> Requirement
Print the records from the very first line through the line with "(1125, 485)", including that line, and copy each line unchanged.
[START OF Supplied data]
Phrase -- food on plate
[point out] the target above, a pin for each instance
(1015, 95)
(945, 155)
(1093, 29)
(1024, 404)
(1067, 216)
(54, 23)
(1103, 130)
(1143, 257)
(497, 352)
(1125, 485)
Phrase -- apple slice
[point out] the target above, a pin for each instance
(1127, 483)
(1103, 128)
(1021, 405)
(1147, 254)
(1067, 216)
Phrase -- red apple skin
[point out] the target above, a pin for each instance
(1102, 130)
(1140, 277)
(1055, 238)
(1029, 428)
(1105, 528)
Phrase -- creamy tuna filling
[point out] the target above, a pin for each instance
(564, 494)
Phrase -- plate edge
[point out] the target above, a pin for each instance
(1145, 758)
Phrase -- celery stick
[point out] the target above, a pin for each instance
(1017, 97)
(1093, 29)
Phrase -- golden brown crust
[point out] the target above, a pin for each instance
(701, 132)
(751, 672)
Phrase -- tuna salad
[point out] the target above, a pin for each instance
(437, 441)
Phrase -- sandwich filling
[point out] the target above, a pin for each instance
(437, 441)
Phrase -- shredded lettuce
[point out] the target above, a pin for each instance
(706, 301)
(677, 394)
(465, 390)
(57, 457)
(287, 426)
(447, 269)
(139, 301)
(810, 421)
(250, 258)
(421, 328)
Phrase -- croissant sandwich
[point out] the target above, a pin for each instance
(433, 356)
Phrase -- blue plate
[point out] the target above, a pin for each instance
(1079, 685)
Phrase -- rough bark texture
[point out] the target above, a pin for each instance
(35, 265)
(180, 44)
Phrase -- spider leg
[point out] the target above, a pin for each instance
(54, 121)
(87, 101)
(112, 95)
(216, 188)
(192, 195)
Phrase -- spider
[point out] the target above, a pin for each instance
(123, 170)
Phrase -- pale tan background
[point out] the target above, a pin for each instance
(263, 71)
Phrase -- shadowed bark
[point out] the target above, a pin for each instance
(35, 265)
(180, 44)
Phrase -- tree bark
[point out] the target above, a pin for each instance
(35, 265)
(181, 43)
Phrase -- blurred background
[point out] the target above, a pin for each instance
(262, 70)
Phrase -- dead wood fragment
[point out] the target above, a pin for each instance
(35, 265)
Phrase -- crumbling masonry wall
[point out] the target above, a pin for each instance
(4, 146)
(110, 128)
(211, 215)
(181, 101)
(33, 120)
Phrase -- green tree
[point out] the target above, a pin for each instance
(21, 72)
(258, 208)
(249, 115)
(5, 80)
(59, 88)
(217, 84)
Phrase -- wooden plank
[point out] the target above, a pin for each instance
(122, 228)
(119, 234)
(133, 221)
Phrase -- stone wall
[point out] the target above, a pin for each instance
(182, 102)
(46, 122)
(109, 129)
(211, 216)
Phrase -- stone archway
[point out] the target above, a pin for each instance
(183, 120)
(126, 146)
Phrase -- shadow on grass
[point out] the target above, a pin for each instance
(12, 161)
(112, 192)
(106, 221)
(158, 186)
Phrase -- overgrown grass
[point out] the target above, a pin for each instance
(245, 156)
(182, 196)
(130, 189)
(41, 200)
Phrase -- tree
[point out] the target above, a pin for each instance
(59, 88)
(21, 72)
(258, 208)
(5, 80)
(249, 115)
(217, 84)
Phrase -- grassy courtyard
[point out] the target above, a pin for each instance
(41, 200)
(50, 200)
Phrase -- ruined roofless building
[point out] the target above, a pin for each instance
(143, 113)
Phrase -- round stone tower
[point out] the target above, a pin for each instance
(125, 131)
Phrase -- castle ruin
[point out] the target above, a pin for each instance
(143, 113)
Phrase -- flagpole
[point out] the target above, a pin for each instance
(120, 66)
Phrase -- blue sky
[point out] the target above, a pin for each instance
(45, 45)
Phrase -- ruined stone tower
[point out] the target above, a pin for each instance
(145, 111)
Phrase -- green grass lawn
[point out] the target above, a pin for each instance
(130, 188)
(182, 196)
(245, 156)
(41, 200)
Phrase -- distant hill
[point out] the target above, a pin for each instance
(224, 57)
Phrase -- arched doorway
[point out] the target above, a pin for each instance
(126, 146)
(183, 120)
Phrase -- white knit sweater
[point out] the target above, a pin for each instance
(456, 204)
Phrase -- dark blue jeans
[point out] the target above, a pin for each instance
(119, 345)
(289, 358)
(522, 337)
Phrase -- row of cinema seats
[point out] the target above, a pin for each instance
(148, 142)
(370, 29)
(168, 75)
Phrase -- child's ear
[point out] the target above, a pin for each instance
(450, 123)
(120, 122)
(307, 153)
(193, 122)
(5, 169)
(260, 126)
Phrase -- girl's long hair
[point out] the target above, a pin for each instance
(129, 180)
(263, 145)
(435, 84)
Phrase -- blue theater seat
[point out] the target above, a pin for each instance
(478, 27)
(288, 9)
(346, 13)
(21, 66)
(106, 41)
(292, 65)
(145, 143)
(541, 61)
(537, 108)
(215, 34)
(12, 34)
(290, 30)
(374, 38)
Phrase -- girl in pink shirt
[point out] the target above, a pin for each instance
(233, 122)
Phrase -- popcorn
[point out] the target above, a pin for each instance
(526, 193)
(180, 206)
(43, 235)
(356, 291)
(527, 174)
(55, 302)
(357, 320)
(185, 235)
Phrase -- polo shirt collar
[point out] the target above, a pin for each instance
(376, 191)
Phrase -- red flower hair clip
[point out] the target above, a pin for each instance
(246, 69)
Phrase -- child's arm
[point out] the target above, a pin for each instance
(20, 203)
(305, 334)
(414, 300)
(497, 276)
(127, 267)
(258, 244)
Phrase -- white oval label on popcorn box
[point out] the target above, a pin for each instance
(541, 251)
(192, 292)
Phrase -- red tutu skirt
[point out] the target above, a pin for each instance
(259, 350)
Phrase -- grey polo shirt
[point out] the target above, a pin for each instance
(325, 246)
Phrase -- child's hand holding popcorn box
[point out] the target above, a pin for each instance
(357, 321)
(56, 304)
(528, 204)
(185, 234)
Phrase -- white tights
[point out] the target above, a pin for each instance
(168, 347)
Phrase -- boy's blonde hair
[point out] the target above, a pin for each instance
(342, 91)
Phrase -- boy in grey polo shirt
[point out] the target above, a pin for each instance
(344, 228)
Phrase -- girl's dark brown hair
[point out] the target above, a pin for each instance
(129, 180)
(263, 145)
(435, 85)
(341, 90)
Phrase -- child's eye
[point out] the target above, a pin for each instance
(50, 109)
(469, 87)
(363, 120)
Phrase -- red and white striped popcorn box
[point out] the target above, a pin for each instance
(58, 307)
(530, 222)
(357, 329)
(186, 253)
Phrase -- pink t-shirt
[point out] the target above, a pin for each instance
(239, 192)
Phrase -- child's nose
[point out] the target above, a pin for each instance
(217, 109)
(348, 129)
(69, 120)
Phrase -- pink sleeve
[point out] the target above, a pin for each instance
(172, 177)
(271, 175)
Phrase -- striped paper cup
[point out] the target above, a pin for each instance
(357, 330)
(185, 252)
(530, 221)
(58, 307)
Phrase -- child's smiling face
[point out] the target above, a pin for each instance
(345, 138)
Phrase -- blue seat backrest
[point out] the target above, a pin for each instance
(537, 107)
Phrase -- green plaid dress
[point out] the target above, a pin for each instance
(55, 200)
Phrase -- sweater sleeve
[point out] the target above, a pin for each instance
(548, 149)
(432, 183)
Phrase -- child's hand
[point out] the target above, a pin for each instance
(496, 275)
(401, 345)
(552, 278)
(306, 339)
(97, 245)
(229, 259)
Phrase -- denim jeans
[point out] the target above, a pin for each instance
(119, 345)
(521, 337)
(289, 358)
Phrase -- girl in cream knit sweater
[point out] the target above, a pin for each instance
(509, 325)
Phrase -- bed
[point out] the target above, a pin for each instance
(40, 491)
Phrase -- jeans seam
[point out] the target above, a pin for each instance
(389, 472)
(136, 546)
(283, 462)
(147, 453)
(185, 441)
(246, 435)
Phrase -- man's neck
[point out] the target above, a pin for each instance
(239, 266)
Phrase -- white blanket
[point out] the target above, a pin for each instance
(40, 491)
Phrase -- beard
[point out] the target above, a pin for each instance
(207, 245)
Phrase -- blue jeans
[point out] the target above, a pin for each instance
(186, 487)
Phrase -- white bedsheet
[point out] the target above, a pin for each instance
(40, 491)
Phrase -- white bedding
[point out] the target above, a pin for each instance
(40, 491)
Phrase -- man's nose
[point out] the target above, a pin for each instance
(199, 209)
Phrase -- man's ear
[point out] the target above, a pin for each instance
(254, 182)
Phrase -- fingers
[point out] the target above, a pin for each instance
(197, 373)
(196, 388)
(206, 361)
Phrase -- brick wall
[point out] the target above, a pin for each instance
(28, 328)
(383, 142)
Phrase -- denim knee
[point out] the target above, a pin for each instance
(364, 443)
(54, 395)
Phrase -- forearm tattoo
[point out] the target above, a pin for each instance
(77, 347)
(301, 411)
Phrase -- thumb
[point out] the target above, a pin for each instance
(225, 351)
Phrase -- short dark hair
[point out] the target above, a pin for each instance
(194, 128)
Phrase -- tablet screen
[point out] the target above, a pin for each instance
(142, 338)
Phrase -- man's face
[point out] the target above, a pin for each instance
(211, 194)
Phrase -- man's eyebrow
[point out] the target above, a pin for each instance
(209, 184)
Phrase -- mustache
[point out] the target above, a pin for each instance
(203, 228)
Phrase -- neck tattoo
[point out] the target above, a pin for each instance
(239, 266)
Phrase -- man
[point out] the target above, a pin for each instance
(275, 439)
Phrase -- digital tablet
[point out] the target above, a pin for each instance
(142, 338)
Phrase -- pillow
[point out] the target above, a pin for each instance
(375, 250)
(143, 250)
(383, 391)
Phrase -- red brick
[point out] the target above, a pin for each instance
[END OF Supplied data]
> Exercise result
Phrase -- food on plate
[point out] the target above, a pin for each instance
(1015, 95)
(945, 155)
(1093, 29)
(1024, 404)
(1067, 216)
(54, 23)
(1103, 130)
(1143, 257)
(497, 352)
(1125, 485)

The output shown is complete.